:: Passage to read ::
= = = =
Abstract
To evaluate the potential role of DNA repair in bladder carcinogenesis, we performed an immunohistochemical analysis of expression of various DNA repair enzymes and γ-H2AX, a high-sensitivity marker of DNA double-strand breaks, in the urothelium of male F344 rats treated with N-butyl-N-(4-hydroxybutyl)-nitrosamine (BBN), a bladder-specific carcinogen. Our results clearly demonstrated that γ-H2AX aggregation was specifically generated in nuclei of bladder epithelial cells of BBN-treated rats, which was not found in untreated controls or mesenchymal cells. γ-H2AX-positive cells were detected not only in hyperplastic and neoplastic areas but also in the normal-like urothelium after BBN treatment. These data indicate that γ-H2AX has potential as a useful biomarker for early detection of genotoxicity in the rat urinary bladder. To the best of our knowledge, this is the first report demonstrating expression of γ-H2AX during bladder carcinogenesis.
= = = =
:: Task goal ::
Please condense the paragraph of the abstract above that begins "To evaluate the potential role" into a short bulleted list that keeps its main facts.

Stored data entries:
= = = =
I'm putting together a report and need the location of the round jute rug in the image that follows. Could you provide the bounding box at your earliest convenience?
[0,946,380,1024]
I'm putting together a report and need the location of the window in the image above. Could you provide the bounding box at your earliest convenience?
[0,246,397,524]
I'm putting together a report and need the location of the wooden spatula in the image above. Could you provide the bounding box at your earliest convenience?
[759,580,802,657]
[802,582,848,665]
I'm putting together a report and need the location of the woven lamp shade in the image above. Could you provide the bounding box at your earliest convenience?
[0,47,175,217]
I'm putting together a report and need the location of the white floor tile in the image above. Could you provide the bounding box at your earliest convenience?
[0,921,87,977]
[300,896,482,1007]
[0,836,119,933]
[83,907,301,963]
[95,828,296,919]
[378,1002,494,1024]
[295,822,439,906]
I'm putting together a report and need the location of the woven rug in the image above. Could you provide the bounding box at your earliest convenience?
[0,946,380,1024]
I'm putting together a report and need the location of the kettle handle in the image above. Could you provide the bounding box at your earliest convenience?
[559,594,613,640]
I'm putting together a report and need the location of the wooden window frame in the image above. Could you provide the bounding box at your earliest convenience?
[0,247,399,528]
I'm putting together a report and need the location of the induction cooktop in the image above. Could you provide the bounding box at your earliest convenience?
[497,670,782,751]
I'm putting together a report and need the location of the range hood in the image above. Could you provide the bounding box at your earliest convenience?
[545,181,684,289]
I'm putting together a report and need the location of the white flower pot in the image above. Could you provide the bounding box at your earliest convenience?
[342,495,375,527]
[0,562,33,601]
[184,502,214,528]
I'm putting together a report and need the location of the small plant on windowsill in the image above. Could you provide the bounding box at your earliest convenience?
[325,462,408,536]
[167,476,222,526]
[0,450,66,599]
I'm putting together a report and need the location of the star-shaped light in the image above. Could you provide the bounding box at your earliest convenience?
= = = =
:: Answer ::
- Goal: assess the potential role of DNA repair in bladder carcinogenesis.
- Method: immunohistochemical analysis of various DNA repair enzymes and of γ-H2AX, a high-sensitivity marker of DNA double-strand breaks, in the urothelium of male F344 rats treated with the bladder-specific carcinogen BBN (N-butyl-N-(4-hydroxybutyl)-nitrosamine).
- γ-H2AX aggregation appeared specifically in nuclei of bladder epithelial cells of BBN-treated rats. It did not appear in untreated controls or in mesenchymal cells.
- γ-H2AX-positive cells were found in hyperplastic and neoplastic areas and also in normal-like urothelium after BBN treatment.
- Conclusion: γ-H2AX could be a useful biomarker for early detection of genotoxicity in the rat urinary bladder.
- This is described as the first report of γ-H2AX expression during bladder carcinogenesis.